**EXERCISE PROMPT:**
Copy every record exactly, and keep the pictures out.

**ITEMS:**
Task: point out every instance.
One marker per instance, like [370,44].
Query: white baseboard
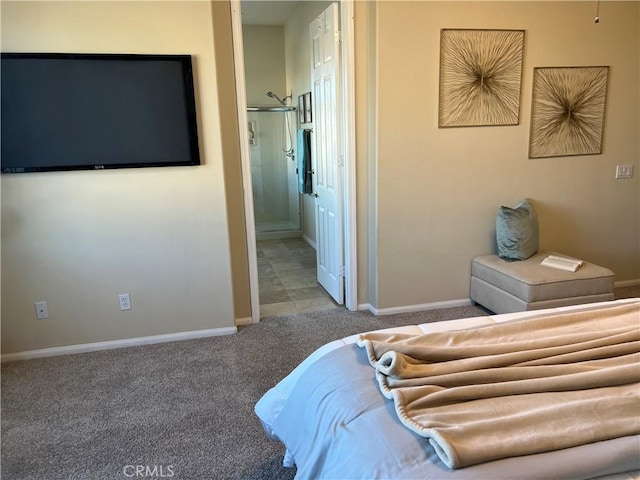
[127,342]
[244,321]
[462,302]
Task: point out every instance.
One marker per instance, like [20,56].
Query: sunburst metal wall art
[567,111]
[480,77]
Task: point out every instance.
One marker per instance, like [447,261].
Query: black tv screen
[94,111]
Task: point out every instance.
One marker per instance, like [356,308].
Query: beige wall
[438,190]
[227,101]
[264,62]
[78,239]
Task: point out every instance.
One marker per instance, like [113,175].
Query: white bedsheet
[345,455]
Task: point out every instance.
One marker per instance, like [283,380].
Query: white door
[327,150]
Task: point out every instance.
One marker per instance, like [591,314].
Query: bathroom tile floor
[287,278]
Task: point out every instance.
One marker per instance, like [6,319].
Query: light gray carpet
[183,408]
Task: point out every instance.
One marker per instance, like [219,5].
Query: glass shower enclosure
[276,201]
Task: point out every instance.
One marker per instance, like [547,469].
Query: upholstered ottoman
[505,287]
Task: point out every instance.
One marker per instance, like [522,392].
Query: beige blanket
[515,388]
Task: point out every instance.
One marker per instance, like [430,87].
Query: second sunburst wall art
[567,111]
[480,77]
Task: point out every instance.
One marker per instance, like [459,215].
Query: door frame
[347,77]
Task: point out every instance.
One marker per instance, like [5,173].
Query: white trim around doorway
[348,81]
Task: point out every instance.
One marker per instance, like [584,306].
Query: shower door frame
[349,175]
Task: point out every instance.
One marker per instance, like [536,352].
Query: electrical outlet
[125,301]
[42,311]
[624,171]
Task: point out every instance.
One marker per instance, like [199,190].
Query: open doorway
[278,93]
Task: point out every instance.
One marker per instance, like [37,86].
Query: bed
[344,413]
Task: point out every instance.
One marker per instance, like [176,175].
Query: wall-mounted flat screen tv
[94,111]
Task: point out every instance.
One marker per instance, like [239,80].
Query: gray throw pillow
[517,231]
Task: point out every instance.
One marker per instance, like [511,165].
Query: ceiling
[267,12]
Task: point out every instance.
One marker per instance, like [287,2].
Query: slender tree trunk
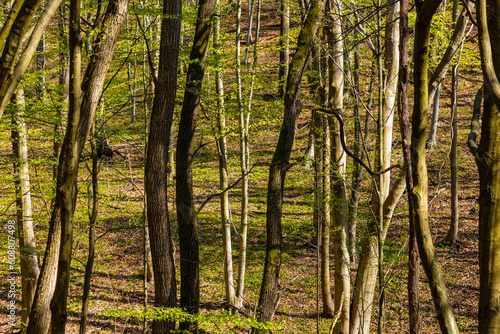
[284,41]
[10,76]
[280,164]
[338,157]
[186,213]
[92,219]
[27,244]
[223,174]
[430,262]
[325,204]
[404,120]
[80,118]
[451,237]
[487,156]
[157,167]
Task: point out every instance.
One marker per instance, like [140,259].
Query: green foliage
[220,321]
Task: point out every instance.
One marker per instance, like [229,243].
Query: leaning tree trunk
[10,76]
[80,119]
[280,164]
[487,156]
[157,166]
[27,244]
[430,262]
[186,213]
[223,170]
[404,121]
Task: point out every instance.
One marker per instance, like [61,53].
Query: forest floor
[117,283]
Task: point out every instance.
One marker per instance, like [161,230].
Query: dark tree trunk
[186,213]
[280,164]
[157,166]
[404,119]
[80,119]
[487,156]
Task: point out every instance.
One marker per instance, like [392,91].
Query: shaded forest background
[118,290]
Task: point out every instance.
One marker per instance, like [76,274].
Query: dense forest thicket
[310,166]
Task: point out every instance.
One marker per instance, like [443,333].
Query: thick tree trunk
[366,278]
[80,119]
[404,121]
[487,156]
[280,164]
[186,213]
[430,262]
[157,167]
[27,244]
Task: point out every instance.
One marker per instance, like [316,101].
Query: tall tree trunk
[284,41]
[10,76]
[27,244]
[487,156]
[92,222]
[404,121]
[280,164]
[338,158]
[223,174]
[451,237]
[323,149]
[186,213]
[430,262]
[366,279]
[80,119]
[157,167]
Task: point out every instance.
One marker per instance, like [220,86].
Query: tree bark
[10,76]
[83,104]
[487,156]
[280,164]
[27,243]
[186,213]
[404,121]
[157,166]
[425,12]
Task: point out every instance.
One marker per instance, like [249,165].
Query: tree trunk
[487,156]
[223,173]
[284,41]
[451,237]
[80,119]
[338,158]
[280,164]
[404,121]
[157,167]
[10,76]
[366,279]
[186,213]
[430,262]
[27,244]
[92,222]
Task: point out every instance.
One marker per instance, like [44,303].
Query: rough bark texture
[27,244]
[80,120]
[430,262]
[186,213]
[10,75]
[157,167]
[280,164]
[404,121]
[487,156]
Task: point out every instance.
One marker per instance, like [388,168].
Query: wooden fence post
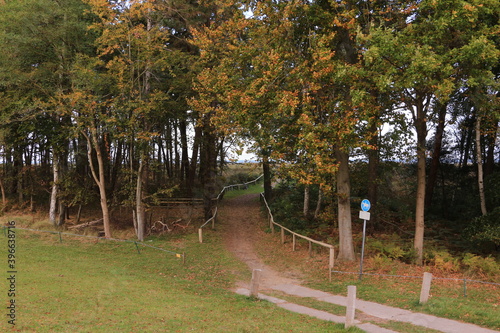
[331,263]
[426,287]
[351,306]
[254,285]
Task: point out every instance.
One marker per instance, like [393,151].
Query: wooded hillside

**COMPLETE OUTPUT:**
Task: point out every instance.
One marker per instance, like [370,44].
Query: white baseboard
[127,342]
[244,321]
[462,302]
Task: point out every instance.
One marker per instance, like [20,56].
Query: sunburst metal wall art
[567,111]
[480,77]
Task: point out every instance.
One marker per instance, like [447,261].
Query: black tv screen
[94,111]
Task: point out every instance.
One marker per instance, like [356,308].
Query: beige wall
[438,190]
[227,101]
[264,62]
[78,239]
Task: point out every instance.
One marker per instance, like [113,175].
Query: white bedsheet
[345,455]
Task: point out every instance.
One marker per instance, like [283,380].
Query: white door
[327,150]
Task: point out every instance.
One marker per instance, like [591,314].
Query: bathroom tile floor
[287,278]
Task: point out every instance.
One marker per instance, like [6,319].
Query: light gray carpet
[183,408]
Task: point out every instance.
One marker per instance, like [219,5].
Query: glass shower enclosure
[276,201]
Task: point out every instance.
One marker per instance, like [547,469].
Query: upholstered ottoman
[505,287]
Task: point out every instance.
One marker per instance, like [522,392].
Query: beige blanket
[515,388]
Task: point out every instance.
One marker per instance, like [430,87].
Query: second sunburst wall art
[567,111]
[480,77]
Task: point out every instance.
One marker per instance, like [459,215].
Query: door frame
[347,77]
Task: point out every instance.
One marker per instance, like [5,173].
Query: white trim around doorway
[348,81]
Task: point out every instance.
One marker per instance, like [584,306].
Query: shower door frame
[349,175]
Task: point out every instance.
One marker per instance, like [536,352].
Query: electrical outlet
[125,301]
[42,311]
[624,171]
Task: point out every instance.
One marker per instance, like [199,190].
Query: open doorway
[278,93]
Task: point out every instance.
One marker per instance, like [37,86].
Query: bed
[344,413]
Task: point out every instance.
One marker per instance, like [176,175].
Query: wall-mounted flat screen tv
[94,111]
Task: point out every instance.
One marker per instance, like [239,80].
Query: gray throw pillow
[517,231]
Task: point out every instance.
One marker per instance, like [511,165].
Query: ceiling
[267,12]
Task: point out every instance.
One marker per instance, like [287,2].
Query: slender tree trunk
[284,41]
[10,76]
[280,164]
[338,157]
[186,213]
[92,219]
[27,244]
[223,174]
[430,262]
[325,204]
[404,120]
[80,118]
[451,237]
[487,156]
[157,167]
Task: point out every instance.
One marker per instance, like [140,259].
Query: green foliage
[220,321]
Task: point out every instance.
One marker per instance, like [229,243].
Query: leaning tree trunk
[10,76]
[80,119]
[280,164]
[487,156]
[157,166]
[27,244]
[430,262]
[186,213]
[223,170]
[404,121]
Task: point out every instance.
One marker per instance, like [61,53].
Query: forest floor
[117,283]
Task: point out every instance.
One marker per instance, like [161,230].
Query: dark tree trunk
[186,213]
[280,164]
[157,166]
[404,119]
[80,119]
[487,156]
Task: point out every instance.
One marker per instance, like [392,91].
Query: shaded forest background
[118,290]
Task: point out every instance.
One marker per instance, like [76,274].
Query: dense forest thicket
[310,166]
Task: point out every instance.
One marker per instance, like [443,333].
Query: thick tree trunk
[366,278]
[80,119]
[404,121]
[487,156]
[280,164]
[186,213]
[430,262]
[157,167]
[27,244]
Task: point out every instance.
One marker per instance, like [316,101].
Query: tall tree trunk
[284,41]
[10,76]
[27,244]
[487,156]
[92,222]
[404,121]
[280,164]
[338,158]
[223,174]
[451,237]
[323,149]
[186,213]
[430,262]
[366,279]
[80,119]
[157,167]
Task: point out every instance.
One marker per instance, like [220,86].
Query: tree bark
[10,76]
[83,104]
[487,156]
[280,164]
[27,243]
[186,213]
[404,121]
[157,166]
[425,12]
Task: point out every instance.
One marker per instance, like [249,165].
Query: tree trunk
[487,156]
[223,173]
[284,41]
[451,237]
[80,119]
[338,158]
[280,164]
[404,121]
[157,167]
[10,76]
[366,279]
[186,213]
[430,262]
[27,244]
[92,222]
Task: point out every instance.
One marker per instance, like [44,303].
Query: rough bark texture
[27,244]
[80,120]
[430,262]
[186,213]
[10,75]
[157,167]
[280,164]
[404,121]
[487,156]
Task: point out every instance.
One marker per instance, like [388,168].
Query: wooden fence post
[331,263]
[426,287]
[351,306]
[254,285]
Task: point out every instance.
One marker per instance, like [393,151].
Query: wooded hillside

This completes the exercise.